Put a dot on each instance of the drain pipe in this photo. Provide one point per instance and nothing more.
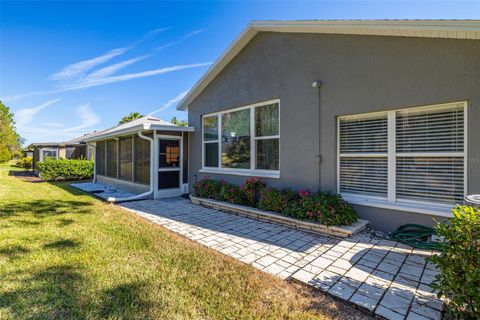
(149, 192)
(94, 161)
(317, 84)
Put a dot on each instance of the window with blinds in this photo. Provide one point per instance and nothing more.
(429, 150)
(363, 155)
(415, 154)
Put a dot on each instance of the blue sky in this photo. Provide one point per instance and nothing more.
(67, 68)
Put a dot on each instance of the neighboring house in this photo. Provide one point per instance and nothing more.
(71, 149)
(146, 155)
(386, 113)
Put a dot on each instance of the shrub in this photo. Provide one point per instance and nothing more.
(72, 169)
(252, 189)
(232, 193)
(208, 188)
(25, 163)
(459, 263)
(275, 200)
(324, 207)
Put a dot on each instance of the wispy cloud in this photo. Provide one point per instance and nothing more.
(93, 82)
(24, 116)
(80, 75)
(107, 71)
(79, 68)
(170, 103)
(53, 124)
(60, 132)
(88, 117)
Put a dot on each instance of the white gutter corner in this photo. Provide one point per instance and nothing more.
(149, 192)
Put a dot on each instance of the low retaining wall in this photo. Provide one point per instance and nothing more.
(314, 227)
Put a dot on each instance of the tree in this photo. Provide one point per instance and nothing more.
(182, 123)
(10, 140)
(132, 116)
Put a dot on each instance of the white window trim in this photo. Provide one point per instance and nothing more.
(48, 149)
(390, 202)
(241, 172)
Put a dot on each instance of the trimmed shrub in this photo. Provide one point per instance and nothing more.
(232, 193)
(275, 200)
(25, 163)
(326, 208)
(459, 263)
(72, 169)
(252, 189)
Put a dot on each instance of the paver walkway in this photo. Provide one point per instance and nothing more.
(388, 278)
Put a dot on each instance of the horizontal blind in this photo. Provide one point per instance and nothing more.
(364, 175)
(367, 135)
(430, 130)
(437, 179)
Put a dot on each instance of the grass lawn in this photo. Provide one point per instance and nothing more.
(66, 255)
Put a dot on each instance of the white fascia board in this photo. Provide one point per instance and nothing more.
(449, 29)
(117, 133)
(170, 128)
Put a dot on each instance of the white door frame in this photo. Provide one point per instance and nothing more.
(173, 191)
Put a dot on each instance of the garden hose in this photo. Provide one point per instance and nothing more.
(415, 235)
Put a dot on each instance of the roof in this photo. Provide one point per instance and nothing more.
(72, 142)
(446, 29)
(140, 124)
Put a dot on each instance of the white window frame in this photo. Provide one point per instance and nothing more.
(391, 202)
(253, 145)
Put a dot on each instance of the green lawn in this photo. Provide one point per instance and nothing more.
(66, 255)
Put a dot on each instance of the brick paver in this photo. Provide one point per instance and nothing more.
(388, 278)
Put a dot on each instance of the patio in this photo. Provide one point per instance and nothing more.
(385, 277)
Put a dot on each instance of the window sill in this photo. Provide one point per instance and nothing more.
(240, 172)
(433, 209)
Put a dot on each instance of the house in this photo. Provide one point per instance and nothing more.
(71, 149)
(147, 156)
(386, 113)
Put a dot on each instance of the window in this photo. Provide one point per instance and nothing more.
(245, 140)
(236, 139)
(408, 155)
(210, 139)
(169, 154)
(100, 157)
(126, 158)
(49, 154)
(142, 160)
(267, 138)
(112, 158)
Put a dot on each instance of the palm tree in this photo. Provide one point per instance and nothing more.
(130, 117)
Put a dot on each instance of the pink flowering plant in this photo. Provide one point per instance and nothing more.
(323, 207)
(252, 189)
(208, 188)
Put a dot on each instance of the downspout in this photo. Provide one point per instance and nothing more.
(149, 192)
(317, 84)
(94, 161)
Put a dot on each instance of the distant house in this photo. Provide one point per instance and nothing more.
(71, 149)
(145, 156)
(386, 113)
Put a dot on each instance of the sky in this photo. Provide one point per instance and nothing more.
(68, 68)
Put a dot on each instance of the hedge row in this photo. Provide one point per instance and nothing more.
(324, 207)
(71, 169)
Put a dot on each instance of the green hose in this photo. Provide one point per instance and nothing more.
(414, 235)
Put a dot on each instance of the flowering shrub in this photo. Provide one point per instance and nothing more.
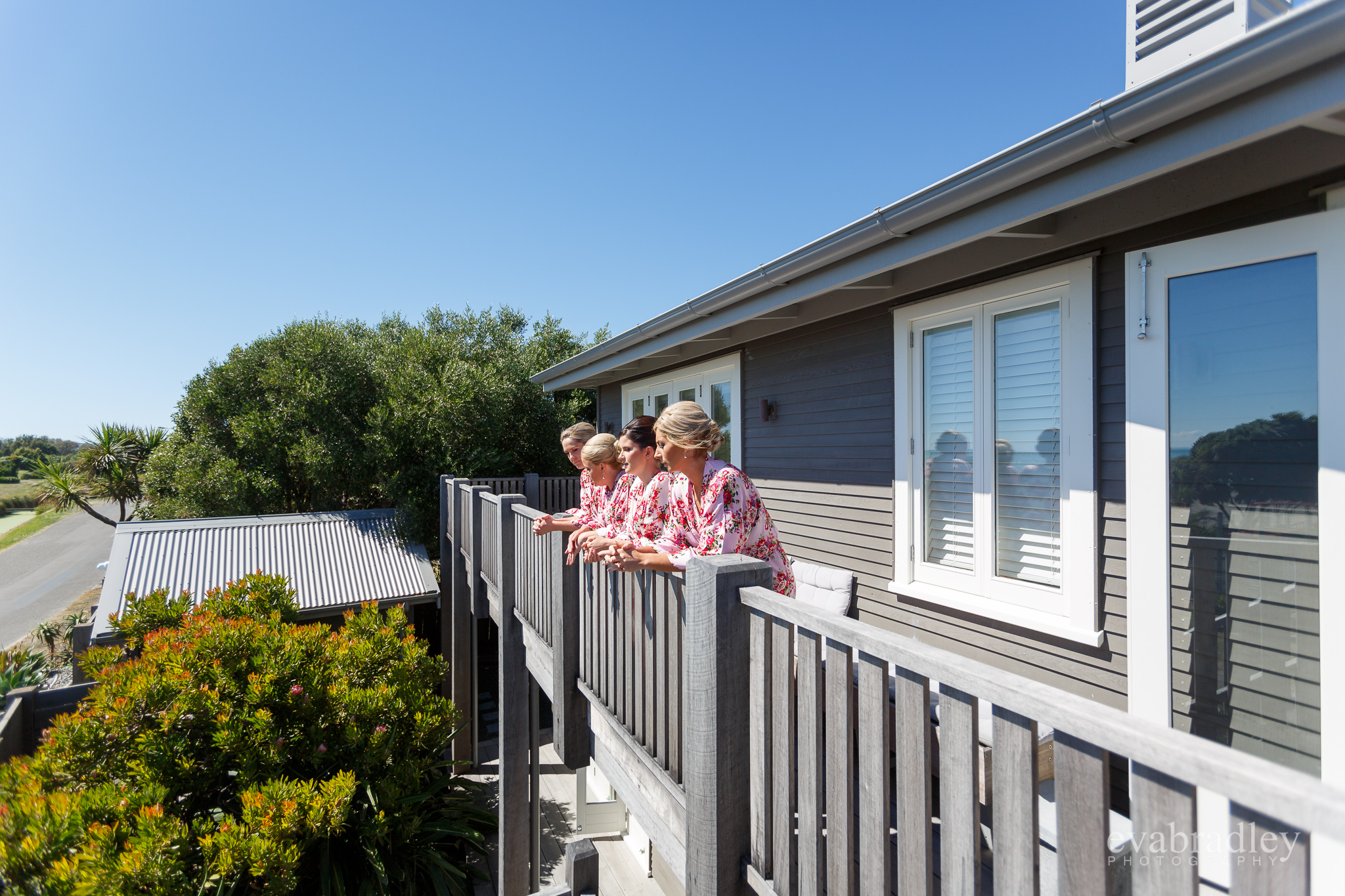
..............................
EXERCISE
Reproduce the rows above from the line containing "Put a dot on each instance of the green hose" through the end of the rows, inclusive, with the requests kept as they are and every coordinate in the answers scaled by 0.95 and rounded to the nearest whole number, halves rounded up. Leave the pictures out.

COMPLETE RESPONSE
Put a dot on each instance of the green hose in this photo. Provide one point per instance and nothing more.
(393, 223)
Put a dot on each instance of the flowering shrub in this photo. Provide one point per instance and nothing more.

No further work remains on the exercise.